BEGIN Page extract

Broad network access: capabilities are available over a network and accessed through standard mechanisms that promote use by heterogeneous thin or thick client platforms (e.g., mobile phones, laptops, and PDAs).
Resource pooling: the provider's computing resources are pooled to serve multiple consumers using a multi-tenant model, with different physical and virtual resources dynamically assigned and reassigned according to demand. There is a sense of location independence in that the consumer generally has no control or knowledge over the exact location of the provided resources but may be able to specify location at a higher level of abstraction (e.g., country, state, or datacenter).
Rapid elasticity: capabilities can be rapidly and elastically provisioned, in some cases automatically, to quickly scale out and rapidly released to quickly scale in. To the consumer, the capabilities available for provisioning often appear to be unlimited and can be purchased in any quantity at any time.
Measured service: cloud systems automatically control and optimize resource use by leveraging a metering capability at some level of abstraction appropriate to the type of service (e.g., storage, processing, bandwidth, and active user accounts). Resource usage can be monitored, controlled, and reported, providing transparency for both the provider and consumer of the utilized service.

END Page extract
BEGIN Data shown

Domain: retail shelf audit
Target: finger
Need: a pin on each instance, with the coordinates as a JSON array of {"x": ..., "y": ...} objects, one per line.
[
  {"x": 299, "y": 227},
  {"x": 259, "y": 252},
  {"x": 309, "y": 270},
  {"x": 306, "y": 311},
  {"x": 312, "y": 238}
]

END Data shown

▶ [What is asked]:
[1] Answer these from the cloud computing text:
(a) What client platforms are listed as examples?
(b) At what higher levels might a consumer be able to specify location?
(c) Who gets transparency when resource usage is monitored, controlled, and reported?
[2] Put this sentence from the cloud computing text into Spanish: "To the consumer, the capabilities available for provisioning often appear to be unlimited and can be purchased in any quantity at any time."
[3] Carry the cloud computing text forward from its last sentence.
The items come from a separate source than the text on cloud computing.

▶ [Task responses]:
[1]
(a) Mobile phones, laptops, and PDAs.
(b) Country, state, or datacenter.
(c) Both the provider and the consumer of the utilized service.

[2] Para el consumidor, las capacidades disponibles para el aprovisionamiento a menudo parecen ilimitadas y pueden adquirirse en cualquier cantidad y en cualquier momento.

[3]
Service Models are as follows:
Software as a Service (SaaS): the capability provided to the consumer is to use the provider's applications running on a cloud infrastructure. The applications are accessible from various client devices through a thin client interface such as a web browser (e.g., web-based e-mail). The consumer does not manage or control the underlying cloud infrastructure including network, servers, operating systems, storage, or even individual application capabilities, with the possible exception of limited user-specific application configuration settings.
Platform as a Service (PaaS): the capability provided to the consumer is to deploy onto the cloud infrastructure consumer-created or acquired applications created using programming languages and tools supported by the provider. The consumer does not manage or control the underlying cloud infrastructure including networks, servers, operating systems, or storage, but has control over the deployed applications and possibly application hosting environment configurations.
Infrastructure as a Service (IaaS): the capability provided to the consumer is to provision processing, storage, networks, and other fundamental computing resources where the consumer is able to deploy and run arbitrary software, which can include operating systems and applications. The consumer does not manage or control the underlying cloud infrastructure but has control over operating systems, storage, deployed applications, and possibly limited control of select networking components (e.g., host firewalls).
Deployment Models are as follows:
Private cloud: the cloud infrastructure is operated solely for an organization. It may be managed by the organization or a third party and may exist on-premises or off-premises.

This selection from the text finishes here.